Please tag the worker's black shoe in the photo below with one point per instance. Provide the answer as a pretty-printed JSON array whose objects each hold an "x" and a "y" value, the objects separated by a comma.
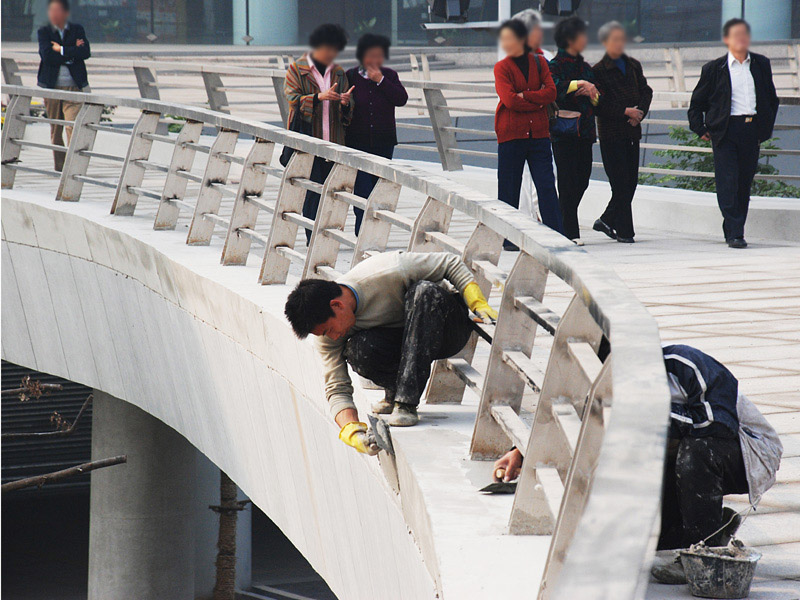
[
  {"x": 600, "y": 226},
  {"x": 667, "y": 568},
  {"x": 403, "y": 415},
  {"x": 732, "y": 521}
]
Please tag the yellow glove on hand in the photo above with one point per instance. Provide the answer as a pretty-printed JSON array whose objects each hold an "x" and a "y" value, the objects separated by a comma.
[
  {"x": 354, "y": 434},
  {"x": 477, "y": 303}
]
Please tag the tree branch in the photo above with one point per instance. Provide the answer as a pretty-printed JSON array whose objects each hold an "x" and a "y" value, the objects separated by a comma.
[
  {"x": 55, "y": 433},
  {"x": 33, "y": 389},
  {"x": 41, "y": 480}
]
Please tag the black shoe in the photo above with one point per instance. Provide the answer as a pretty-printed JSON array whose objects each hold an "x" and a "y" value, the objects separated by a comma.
[
  {"x": 600, "y": 226},
  {"x": 732, "y": 521}
]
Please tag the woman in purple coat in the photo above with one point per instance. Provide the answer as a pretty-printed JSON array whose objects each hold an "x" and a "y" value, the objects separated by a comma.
[{"x": 377, "y": 92}]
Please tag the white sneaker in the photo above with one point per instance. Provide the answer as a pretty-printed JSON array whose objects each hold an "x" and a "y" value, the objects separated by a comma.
[{"x": 383, "y": 407}]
========================================================================
Exercise objective: Reproduce all of the records above with "tag" replaced by "mark" everywhere and every other word left unchanged. Leave the pictures out.

The response:
Please mark the worker's black shoe in the photo below with one point per instance. Provide the answer as a pretty-printed JSON array whose objects each hold an "x" and a "y" value, the objects separated by a comma.
[
  {"x": 600, "y": 226},
  {"x": 667, "y": 568},
  {"x": 403, "y": 415},
  {"x": 732, "y": 521}
]
Please mark the yellow glove on hand in the photo above with one point per instance. Provide the answer as a pretty-printed JSON array whose objects each hold an "x" and a "y" value, the objects separated by a comma.
[
  {"x": 354, "y": 434},
  {"x": 477, "y": 303}
]
Please mark the tree branch in the photo above with one point per instance. Provide the answer as a pretty-printed JSON array whose objects each hold an "x" and a "y" value, the objects separated by a comma.
[
  {"x": 55, "y": 433},
  {"x": 33, "y": 389},
  {"x": 41, "y": 480}
]
Please mark the black shoe in the photo above with one point per instance. Provide the answer as a pretty-printed JSON array whose objects each hold an "x" and a "y" value, the objects separated by a comma.
[
  {"x": 600, "y": 226},
  {"x": 732, "y": 521}
]
Please mark the woman in purple coat in the photo above with one point per instance. Provide the answer as a pretty-printed JSON array whose objects each hold an "x" and a "y" value, the objects separated by a comma.
[{"x": 377, "y": 92}]
Please mark the white sneaker in the photo above with one point per instance. Provide the answer as a pretty-printed JSON array whose objects each hold an "x" and a "y" value, the objects separated by a comma.
[{"x": 383, "y": 407}]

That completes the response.